* [Assignment]: Transcribe all of the data, leaving nothing out and changing nothing.

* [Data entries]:

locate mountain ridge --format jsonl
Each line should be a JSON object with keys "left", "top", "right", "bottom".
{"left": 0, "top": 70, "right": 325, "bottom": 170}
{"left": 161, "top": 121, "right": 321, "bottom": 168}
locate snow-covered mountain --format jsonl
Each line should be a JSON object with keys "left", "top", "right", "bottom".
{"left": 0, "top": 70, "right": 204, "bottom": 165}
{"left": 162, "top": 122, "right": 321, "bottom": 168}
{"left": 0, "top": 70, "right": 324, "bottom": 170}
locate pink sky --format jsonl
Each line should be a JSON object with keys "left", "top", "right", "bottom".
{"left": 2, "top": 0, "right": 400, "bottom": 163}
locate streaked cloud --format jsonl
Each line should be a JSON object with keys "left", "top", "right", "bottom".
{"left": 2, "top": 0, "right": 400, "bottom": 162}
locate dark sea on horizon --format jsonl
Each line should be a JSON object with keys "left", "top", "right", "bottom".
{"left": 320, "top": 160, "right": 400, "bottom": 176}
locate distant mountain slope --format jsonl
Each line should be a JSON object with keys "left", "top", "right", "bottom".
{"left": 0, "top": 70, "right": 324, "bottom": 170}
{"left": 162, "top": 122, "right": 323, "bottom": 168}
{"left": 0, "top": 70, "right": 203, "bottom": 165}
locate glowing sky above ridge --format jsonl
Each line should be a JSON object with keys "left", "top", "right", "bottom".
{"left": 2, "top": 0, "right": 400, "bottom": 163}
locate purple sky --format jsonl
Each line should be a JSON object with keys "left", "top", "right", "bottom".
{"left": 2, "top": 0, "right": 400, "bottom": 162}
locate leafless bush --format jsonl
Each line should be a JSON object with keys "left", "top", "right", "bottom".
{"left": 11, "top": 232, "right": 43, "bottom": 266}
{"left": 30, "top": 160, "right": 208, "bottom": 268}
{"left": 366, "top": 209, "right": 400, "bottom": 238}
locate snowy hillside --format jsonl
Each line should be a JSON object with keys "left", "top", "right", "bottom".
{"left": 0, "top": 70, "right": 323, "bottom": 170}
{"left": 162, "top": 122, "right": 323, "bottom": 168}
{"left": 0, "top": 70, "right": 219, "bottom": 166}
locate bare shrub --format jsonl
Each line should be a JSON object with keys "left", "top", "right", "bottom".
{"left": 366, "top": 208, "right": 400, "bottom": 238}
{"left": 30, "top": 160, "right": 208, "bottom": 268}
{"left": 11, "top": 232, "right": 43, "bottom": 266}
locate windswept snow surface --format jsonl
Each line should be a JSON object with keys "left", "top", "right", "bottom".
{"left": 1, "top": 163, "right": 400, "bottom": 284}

* [Final answer]:
locate mountain ridge --format jsonl
Each line should be a JSON object with keys "left", "top", "right", "bottom".
{"left": 0, "top": 70, "right": 325, "bottom": 170}
{"left": 161, "top": 121, "right": 321, "bottom": 168}
locate snow-covered mountain --format jsonl
Each line should be a JSON object with keys "left", "top", "right", "bottom".
{"left": 0, "top": 70, "right": 204, "bottom": 165}
{"left": 162, "top": 122, "right": 321, "bottom": 168}
{"left": 0, "top": 70, "right": 324, "bottom": 170}
locate pink sky --format jsonl
Each line should be a JSON object with keys "left", "top", "right", "bottom".
{"left": 2, "top": 0, "right": 400, "bottom": 163}
locate streaked cloud --format jsonl
Each line should be a JSON object with keys "left", "top", "right", "bottom".
{"left": 2, "top": 0, "right": 400, "bottom": 162}
locate dark sea on horizon --format jsonl
Each line should be a JSON object with keys "left", "top", "right", "bottom".
{"left": 320, "top": 160, "right": 400, "bottom": 176}
locate distant mountain slope --format jsonl
Each line should be a JSON object with keys "left", "top", "right", "bottom".
{"left": 0, "top": 70, "right": 324, "bottom": 170}
{"left": 162, "top": 122, "right": 323, "bottom": 168}
{"left": 0, "top": 70, "right": 203, "bottom": 165}
locate glowing sky above ridge --format jsonl
Each line should be a JSON object with keys "left", "top", "right", "bottom".
{"left": 2, "top": 0, "right": 400, "bottom": 163}
locate purple sky --format jsonl
Each line should be a JSON object with keys "left", "top", "right", "bottom".
{"left": 2, "top": 0, "right": 400, "bottom": 162}
locate leafless bush --format jsonl
Each line should be a JSON object with keys "left", "top", "right", "bottom".
{"left": 11, "top": 232, "right": 43, "bottom": 266}
{"left": 30, "top": 160, "right": 208, "bottom": 268}
{"left": 366, "top": 209, "right": 400, "bottom": 238}
locate snowy hillside --format jsonl
Each line should be a JSON object with keys "left", "top", "right", "bottom".
{"left": 0, "top": 70, "right": 323, "bottom": 170}
{"left": 162, "top": 122, "right": 323, "bottom": 168}
{"left": 0, "top": 70, "right": 219, "bottom": 166}
locate bare shrub --format jsonl
Each line should be a JSON object with keys "left", "top", "right", "bottom".
{"left": 366, "top": 208, "right": 400, "bottom": 238}
{"left": 30, "top": 160, "right": 208, "bottom": 268}
{"left": 11, "top": 232, "right": 43, "bottom": 266}
locate windswept snow surface --format jsonl
Each line should be a JSON object with keys "left", "top", "right", "bottom".
{"left": 1, "top": 163, "right": 400, "bottom": 284}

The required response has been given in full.